**Task goal**
In which lines of the data does the string "firefighter" appear? Copy every one.

**Source records**
────
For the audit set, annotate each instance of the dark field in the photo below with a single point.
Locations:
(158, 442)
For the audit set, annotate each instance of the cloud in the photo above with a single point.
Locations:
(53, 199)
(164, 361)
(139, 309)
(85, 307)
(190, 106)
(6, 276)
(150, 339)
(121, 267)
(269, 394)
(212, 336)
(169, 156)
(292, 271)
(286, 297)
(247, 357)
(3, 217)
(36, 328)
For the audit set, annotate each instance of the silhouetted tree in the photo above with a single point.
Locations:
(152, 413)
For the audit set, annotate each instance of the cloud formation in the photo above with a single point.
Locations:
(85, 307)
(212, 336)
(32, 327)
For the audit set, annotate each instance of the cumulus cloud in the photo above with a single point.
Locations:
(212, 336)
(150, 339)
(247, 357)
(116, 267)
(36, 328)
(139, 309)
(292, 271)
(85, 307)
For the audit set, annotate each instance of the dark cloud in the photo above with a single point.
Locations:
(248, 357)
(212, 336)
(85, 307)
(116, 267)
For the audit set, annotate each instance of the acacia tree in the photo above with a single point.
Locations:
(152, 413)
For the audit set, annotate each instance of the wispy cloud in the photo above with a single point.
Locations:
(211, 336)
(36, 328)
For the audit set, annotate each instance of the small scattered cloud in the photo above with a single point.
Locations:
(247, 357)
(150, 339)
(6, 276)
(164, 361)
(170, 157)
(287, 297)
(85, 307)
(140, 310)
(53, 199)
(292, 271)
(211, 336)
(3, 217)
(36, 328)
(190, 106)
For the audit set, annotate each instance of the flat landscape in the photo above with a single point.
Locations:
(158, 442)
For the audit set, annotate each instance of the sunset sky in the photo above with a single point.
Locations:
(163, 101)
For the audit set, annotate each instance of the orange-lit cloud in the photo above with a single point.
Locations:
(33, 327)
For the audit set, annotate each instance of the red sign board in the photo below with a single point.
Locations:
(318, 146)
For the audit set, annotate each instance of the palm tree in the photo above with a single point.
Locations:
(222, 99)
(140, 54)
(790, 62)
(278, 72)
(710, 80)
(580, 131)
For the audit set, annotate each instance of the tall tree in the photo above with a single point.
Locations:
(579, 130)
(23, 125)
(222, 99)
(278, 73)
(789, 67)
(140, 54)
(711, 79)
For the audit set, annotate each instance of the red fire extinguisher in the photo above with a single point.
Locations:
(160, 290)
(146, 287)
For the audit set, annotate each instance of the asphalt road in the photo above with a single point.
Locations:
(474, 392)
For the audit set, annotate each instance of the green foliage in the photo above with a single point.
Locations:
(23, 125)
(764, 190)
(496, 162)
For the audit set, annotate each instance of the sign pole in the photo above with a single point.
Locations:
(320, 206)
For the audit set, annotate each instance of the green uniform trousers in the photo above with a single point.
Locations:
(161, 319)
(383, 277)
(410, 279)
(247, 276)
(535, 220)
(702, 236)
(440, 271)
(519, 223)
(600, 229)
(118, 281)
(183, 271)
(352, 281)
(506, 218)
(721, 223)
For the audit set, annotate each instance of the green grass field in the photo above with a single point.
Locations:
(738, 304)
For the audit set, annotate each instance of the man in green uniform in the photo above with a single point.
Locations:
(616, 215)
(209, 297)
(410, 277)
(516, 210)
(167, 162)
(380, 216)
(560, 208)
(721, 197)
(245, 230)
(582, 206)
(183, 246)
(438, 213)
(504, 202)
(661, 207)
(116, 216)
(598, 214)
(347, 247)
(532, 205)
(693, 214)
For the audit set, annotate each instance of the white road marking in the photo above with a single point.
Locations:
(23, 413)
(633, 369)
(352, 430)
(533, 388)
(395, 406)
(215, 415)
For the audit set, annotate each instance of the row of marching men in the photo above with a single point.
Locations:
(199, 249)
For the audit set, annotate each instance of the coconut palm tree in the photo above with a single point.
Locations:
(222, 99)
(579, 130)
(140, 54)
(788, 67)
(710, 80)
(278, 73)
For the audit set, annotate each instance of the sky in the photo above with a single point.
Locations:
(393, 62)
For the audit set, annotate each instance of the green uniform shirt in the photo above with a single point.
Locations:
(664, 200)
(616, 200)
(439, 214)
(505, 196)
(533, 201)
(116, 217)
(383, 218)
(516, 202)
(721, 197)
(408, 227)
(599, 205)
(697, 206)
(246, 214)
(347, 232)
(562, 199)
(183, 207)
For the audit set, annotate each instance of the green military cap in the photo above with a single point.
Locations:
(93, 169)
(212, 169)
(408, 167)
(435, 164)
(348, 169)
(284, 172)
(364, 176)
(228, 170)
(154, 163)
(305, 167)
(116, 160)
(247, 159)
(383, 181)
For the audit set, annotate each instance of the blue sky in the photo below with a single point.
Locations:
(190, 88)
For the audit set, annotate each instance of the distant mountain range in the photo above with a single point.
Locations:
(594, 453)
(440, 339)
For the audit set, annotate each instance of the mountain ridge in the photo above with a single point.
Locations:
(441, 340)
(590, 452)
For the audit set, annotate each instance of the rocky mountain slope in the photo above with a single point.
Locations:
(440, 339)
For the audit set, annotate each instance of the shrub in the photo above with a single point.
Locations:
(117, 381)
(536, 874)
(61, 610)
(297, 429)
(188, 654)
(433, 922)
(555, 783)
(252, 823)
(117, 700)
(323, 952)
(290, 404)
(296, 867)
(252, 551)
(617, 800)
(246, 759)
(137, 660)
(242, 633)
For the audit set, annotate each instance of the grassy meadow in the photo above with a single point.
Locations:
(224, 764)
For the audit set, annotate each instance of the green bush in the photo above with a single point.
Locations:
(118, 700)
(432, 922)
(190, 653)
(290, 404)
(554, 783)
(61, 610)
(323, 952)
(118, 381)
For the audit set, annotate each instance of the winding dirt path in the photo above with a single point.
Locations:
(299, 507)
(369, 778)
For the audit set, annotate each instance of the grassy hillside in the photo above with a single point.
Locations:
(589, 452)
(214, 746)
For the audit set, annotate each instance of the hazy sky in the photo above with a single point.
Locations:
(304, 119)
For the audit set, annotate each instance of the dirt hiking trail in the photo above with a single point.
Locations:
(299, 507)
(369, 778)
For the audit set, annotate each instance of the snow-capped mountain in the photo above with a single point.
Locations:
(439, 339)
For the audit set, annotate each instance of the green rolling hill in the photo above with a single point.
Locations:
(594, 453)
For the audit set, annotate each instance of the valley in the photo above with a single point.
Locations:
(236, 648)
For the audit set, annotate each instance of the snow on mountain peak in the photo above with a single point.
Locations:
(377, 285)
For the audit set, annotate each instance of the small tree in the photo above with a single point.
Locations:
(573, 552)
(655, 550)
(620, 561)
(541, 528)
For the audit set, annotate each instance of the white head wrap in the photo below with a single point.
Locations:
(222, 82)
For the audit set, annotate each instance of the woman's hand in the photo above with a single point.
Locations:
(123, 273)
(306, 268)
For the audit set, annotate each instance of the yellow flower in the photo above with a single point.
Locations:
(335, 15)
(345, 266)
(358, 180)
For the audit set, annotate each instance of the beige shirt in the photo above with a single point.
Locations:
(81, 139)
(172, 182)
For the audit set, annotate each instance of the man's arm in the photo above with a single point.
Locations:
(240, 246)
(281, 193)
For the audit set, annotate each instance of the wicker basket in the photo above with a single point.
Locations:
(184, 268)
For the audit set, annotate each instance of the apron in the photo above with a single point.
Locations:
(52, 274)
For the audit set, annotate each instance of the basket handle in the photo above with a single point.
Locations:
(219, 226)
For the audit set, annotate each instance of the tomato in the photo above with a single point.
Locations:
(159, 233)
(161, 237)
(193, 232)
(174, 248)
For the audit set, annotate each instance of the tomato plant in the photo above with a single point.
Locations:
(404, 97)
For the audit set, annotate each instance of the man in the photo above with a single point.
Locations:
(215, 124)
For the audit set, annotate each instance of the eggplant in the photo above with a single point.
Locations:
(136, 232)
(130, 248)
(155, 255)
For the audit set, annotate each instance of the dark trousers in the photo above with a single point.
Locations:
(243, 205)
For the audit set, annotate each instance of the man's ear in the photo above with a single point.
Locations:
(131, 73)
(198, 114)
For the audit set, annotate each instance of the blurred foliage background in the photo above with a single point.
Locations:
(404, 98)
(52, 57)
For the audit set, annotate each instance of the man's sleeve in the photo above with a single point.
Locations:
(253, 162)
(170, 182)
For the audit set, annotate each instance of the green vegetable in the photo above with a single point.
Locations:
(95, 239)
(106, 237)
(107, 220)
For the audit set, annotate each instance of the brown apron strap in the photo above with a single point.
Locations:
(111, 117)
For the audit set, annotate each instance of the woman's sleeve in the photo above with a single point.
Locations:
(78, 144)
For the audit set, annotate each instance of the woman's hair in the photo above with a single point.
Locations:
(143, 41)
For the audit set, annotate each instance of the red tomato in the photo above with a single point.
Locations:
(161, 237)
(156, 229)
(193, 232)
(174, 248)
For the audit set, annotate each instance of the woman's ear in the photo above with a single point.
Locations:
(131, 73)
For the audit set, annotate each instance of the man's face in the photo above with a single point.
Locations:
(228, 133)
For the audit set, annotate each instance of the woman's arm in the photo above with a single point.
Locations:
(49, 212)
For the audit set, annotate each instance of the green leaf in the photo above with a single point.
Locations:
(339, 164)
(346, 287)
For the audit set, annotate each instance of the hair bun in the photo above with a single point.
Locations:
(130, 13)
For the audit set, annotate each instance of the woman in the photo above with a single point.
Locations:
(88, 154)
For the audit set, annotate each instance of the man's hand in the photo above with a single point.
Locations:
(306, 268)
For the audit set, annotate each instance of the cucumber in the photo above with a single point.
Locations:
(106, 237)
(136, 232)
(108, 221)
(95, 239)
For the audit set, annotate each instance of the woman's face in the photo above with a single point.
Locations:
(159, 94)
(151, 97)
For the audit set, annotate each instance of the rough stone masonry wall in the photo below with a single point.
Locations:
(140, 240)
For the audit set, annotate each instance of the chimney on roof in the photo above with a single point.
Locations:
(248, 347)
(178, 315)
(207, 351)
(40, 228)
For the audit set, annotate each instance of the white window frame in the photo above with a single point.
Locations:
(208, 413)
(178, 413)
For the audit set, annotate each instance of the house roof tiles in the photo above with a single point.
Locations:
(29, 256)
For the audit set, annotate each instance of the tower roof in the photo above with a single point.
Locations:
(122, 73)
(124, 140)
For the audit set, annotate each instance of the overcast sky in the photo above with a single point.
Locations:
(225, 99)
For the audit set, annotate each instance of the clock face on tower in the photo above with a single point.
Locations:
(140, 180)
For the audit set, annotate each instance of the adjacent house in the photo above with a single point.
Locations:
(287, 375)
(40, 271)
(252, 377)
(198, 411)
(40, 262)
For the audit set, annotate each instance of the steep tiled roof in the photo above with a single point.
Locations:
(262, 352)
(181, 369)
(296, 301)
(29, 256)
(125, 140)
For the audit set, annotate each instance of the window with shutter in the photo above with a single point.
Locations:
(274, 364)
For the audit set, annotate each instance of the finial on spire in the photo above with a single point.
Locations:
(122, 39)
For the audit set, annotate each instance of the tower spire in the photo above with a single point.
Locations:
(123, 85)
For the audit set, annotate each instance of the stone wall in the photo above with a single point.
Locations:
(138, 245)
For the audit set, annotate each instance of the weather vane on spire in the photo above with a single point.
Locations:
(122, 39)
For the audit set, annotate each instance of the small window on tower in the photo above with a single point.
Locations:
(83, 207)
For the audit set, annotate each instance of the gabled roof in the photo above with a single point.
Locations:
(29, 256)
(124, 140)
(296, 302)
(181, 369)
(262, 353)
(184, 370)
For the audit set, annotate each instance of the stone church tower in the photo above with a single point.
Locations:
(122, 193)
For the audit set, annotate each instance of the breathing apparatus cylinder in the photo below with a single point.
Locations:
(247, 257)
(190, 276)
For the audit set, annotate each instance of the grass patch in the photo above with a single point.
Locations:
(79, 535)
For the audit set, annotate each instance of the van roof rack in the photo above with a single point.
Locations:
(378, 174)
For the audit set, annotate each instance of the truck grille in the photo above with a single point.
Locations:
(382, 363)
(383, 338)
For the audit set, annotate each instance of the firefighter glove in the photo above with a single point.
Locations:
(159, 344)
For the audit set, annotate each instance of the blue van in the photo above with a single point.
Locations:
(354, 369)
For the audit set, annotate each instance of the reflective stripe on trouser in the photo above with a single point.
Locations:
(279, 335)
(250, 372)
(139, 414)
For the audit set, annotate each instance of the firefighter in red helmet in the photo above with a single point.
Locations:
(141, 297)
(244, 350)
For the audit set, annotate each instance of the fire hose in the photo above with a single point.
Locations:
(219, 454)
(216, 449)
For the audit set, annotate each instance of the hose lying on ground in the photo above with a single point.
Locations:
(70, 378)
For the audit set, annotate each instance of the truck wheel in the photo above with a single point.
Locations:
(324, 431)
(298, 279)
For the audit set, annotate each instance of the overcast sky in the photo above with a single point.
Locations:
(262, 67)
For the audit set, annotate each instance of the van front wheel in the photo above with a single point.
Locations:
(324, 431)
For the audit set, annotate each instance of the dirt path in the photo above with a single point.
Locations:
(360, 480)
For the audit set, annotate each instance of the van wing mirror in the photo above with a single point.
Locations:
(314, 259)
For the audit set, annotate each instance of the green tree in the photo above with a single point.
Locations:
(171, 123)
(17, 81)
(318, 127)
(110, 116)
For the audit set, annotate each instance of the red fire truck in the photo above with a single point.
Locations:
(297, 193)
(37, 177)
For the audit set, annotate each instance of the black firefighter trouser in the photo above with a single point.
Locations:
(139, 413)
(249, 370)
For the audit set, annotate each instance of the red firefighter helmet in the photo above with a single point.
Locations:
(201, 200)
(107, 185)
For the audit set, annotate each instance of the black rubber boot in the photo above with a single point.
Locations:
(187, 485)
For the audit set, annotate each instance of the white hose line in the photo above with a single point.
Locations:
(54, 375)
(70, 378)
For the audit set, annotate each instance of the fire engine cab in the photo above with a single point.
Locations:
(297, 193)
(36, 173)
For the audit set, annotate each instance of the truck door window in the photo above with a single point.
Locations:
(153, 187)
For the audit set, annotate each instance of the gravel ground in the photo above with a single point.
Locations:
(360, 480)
────
**Answer to this task**
For the audit set, annotate each instance of the firefighter glove in the photo above with a single point.
For the audit set, annotate each instance of the firefighter in red helmet in the photo above with a single point.
For the audit set, annotate each instance of the black firefighter trouser in the photo above with a single point.
For the audit set, annotate each instance of the red firefighter helmet in the photo above with a single point.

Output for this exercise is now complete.